### What the task requires
Output only the lines below that start at the line containing "Target: man sitting on coal" and end at the line containing "Target: white coach roof", with both ends kept.

BEGIN Data excerpts

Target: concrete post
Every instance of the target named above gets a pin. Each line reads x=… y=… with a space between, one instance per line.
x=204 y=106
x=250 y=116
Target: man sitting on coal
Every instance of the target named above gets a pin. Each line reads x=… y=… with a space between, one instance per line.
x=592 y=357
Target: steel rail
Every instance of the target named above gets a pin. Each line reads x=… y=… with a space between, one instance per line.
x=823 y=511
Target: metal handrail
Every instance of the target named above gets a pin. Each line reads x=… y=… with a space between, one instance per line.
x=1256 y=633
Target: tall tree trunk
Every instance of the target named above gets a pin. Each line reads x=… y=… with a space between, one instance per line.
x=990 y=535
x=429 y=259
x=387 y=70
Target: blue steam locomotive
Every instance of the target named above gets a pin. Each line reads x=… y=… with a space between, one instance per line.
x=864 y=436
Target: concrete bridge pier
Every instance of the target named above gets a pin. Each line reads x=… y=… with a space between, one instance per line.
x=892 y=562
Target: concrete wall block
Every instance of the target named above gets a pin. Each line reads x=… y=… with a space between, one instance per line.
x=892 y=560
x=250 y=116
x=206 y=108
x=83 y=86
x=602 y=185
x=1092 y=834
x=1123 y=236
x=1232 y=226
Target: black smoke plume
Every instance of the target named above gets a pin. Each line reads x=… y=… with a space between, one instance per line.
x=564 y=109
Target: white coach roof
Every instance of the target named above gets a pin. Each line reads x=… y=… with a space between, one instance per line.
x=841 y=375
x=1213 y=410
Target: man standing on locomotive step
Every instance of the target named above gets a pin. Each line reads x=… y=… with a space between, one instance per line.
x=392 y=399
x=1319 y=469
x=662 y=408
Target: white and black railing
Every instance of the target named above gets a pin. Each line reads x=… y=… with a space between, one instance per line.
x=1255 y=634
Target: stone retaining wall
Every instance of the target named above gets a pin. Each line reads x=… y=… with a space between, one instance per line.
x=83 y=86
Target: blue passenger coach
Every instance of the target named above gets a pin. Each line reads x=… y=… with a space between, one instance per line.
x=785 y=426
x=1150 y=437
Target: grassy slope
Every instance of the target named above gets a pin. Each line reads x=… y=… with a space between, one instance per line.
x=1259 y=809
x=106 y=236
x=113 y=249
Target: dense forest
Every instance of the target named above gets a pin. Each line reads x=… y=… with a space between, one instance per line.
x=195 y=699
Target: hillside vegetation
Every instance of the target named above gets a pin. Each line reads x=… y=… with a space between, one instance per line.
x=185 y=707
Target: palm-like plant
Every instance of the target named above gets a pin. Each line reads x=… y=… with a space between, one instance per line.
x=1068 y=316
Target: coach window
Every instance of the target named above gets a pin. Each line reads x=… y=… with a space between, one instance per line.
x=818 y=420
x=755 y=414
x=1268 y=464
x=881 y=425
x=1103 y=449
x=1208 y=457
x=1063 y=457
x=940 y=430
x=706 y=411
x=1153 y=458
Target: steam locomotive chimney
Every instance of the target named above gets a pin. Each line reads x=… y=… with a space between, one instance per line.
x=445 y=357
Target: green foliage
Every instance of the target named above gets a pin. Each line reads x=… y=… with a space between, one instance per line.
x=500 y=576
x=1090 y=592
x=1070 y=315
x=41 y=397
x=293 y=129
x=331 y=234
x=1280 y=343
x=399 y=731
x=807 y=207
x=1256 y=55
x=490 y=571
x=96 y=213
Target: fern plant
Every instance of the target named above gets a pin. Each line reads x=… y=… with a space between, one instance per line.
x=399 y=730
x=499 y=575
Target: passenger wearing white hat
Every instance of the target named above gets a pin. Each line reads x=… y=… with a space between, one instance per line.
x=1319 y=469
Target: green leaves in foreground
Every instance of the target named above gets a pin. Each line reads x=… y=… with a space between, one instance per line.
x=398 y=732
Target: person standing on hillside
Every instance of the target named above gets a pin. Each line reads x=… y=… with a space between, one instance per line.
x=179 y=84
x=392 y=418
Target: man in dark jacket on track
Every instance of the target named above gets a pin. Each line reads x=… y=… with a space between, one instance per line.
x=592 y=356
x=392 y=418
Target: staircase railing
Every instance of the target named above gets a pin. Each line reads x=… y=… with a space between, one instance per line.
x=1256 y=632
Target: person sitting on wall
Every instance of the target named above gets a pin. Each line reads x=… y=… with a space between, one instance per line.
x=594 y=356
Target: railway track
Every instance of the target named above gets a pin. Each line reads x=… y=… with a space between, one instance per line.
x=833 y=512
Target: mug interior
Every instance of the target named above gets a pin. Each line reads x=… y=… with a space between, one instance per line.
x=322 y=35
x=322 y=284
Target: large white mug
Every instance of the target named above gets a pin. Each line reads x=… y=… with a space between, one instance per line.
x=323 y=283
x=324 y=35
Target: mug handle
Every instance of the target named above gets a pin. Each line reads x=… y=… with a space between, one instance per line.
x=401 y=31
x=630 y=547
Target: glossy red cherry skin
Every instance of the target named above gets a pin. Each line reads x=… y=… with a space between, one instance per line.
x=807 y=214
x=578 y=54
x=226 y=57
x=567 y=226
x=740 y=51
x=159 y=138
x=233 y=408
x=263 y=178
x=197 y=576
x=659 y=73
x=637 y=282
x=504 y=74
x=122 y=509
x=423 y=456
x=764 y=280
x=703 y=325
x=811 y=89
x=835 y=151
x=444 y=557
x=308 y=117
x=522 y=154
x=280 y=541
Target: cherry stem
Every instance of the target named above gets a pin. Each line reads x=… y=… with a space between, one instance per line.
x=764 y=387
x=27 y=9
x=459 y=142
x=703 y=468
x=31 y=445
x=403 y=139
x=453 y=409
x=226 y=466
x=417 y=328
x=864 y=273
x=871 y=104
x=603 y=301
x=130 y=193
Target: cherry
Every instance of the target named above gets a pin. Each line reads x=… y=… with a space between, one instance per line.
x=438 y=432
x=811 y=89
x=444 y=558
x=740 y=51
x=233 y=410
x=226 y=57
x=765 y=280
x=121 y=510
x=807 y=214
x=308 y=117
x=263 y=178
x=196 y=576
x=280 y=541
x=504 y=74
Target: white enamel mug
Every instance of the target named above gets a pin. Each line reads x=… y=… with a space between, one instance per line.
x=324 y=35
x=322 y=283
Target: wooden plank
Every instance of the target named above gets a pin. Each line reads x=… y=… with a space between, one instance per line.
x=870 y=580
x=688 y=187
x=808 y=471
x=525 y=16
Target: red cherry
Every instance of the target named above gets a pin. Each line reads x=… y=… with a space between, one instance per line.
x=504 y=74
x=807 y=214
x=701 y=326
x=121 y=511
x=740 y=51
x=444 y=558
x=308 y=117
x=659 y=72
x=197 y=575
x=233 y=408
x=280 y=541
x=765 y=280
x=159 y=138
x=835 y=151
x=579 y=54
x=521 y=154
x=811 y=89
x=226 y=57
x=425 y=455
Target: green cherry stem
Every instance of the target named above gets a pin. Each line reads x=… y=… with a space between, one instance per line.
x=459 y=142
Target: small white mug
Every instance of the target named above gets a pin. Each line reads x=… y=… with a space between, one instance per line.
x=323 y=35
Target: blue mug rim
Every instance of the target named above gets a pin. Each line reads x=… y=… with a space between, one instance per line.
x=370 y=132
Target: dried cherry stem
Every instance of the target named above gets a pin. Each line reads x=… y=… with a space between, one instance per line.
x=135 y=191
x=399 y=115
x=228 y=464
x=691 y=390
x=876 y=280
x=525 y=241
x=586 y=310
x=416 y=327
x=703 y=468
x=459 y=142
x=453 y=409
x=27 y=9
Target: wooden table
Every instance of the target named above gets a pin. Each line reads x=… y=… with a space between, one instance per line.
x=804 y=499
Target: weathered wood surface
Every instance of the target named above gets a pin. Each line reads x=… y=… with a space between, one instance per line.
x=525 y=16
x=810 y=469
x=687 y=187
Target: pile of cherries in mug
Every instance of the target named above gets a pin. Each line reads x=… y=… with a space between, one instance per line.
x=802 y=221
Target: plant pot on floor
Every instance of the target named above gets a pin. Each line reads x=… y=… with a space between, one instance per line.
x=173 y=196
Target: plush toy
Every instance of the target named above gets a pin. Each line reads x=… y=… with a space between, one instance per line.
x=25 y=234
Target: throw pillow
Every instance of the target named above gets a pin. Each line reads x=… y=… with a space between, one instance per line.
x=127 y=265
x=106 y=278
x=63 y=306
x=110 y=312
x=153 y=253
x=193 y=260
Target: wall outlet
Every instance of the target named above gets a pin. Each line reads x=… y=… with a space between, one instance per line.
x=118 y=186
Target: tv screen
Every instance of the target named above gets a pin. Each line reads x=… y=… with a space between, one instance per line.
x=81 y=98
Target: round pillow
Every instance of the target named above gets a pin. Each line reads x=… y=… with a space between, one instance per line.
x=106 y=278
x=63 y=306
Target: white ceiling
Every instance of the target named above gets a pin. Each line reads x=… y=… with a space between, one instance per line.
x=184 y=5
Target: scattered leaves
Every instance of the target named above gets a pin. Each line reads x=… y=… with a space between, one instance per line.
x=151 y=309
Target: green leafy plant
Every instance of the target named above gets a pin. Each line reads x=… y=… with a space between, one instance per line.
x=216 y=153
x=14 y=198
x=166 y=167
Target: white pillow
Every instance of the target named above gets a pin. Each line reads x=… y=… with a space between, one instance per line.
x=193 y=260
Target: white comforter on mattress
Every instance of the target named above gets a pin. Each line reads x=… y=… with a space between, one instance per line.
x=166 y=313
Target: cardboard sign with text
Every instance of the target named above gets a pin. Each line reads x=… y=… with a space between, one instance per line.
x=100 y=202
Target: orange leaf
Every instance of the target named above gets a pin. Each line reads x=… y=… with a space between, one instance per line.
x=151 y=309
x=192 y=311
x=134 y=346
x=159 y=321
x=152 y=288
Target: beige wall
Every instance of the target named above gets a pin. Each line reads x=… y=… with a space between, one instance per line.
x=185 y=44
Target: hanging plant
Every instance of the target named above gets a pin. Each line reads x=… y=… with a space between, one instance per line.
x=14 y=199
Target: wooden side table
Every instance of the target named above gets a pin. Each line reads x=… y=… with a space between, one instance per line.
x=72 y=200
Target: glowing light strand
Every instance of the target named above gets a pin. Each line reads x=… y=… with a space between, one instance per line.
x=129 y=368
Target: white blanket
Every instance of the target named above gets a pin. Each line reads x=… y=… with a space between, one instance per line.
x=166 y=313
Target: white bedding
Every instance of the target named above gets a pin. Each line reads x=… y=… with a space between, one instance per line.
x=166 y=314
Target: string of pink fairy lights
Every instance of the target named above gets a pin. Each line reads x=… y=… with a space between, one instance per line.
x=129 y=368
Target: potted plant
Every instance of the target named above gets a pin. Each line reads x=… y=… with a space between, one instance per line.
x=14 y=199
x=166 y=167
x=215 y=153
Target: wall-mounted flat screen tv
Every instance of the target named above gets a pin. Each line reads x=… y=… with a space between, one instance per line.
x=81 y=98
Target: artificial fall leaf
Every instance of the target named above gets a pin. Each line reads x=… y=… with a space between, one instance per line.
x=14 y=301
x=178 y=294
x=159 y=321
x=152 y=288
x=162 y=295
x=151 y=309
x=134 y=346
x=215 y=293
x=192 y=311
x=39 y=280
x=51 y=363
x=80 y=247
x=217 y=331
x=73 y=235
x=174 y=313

END Data excerpts

### Exercise solution
Target: man sitting on coal
Every instance of the target named above gets a pin. Each line reads x=… y=… with a space between, one instance per line.
x=592 y=357
Target: steel rail
Every instance of the target named above gets a pin. Each line reads x=… y=… with a space between, one instance per line.
x=823 y=511
Target: metal handrail
Every instance of the target named above gets a pin. Each line reads x=… y=… with a space between, one instance per line.
x=1256 y=633
Target: tall tree trunk
Every instance of the target named above gets a pin. Each line reads x=… y=… with a space between, one instance per line.
x=990 y=535
x=429 y=259
x=387 y=70
Target: blue steam locomotive
Every instance of the target named above gets a pin. Each line reads x=… y=… with a space between, one instance per line.
x=864 y=436
Target: concrete bridge pier
Every instance of the target named above gets a pin. Each line reads x=… y=… with a space between, one instance per line.
x=892 y=562
Target: concrete wall block
Every instance of the target named above gets a pin. Each line reads x=… y=… with a space between, one instance per line.
x=892 y=560
x=250 y=116
x=206 y=108
x=83 y=86
x=602 y=185
x=1092 y=834
x=1123 y=236
x=1232 y=226
Target: black smoke plume
Every instance of the target named above gets a pin. Each line reads x=… y=… with a space between, one instance per line.
x=564 y=109
Target: white coach roof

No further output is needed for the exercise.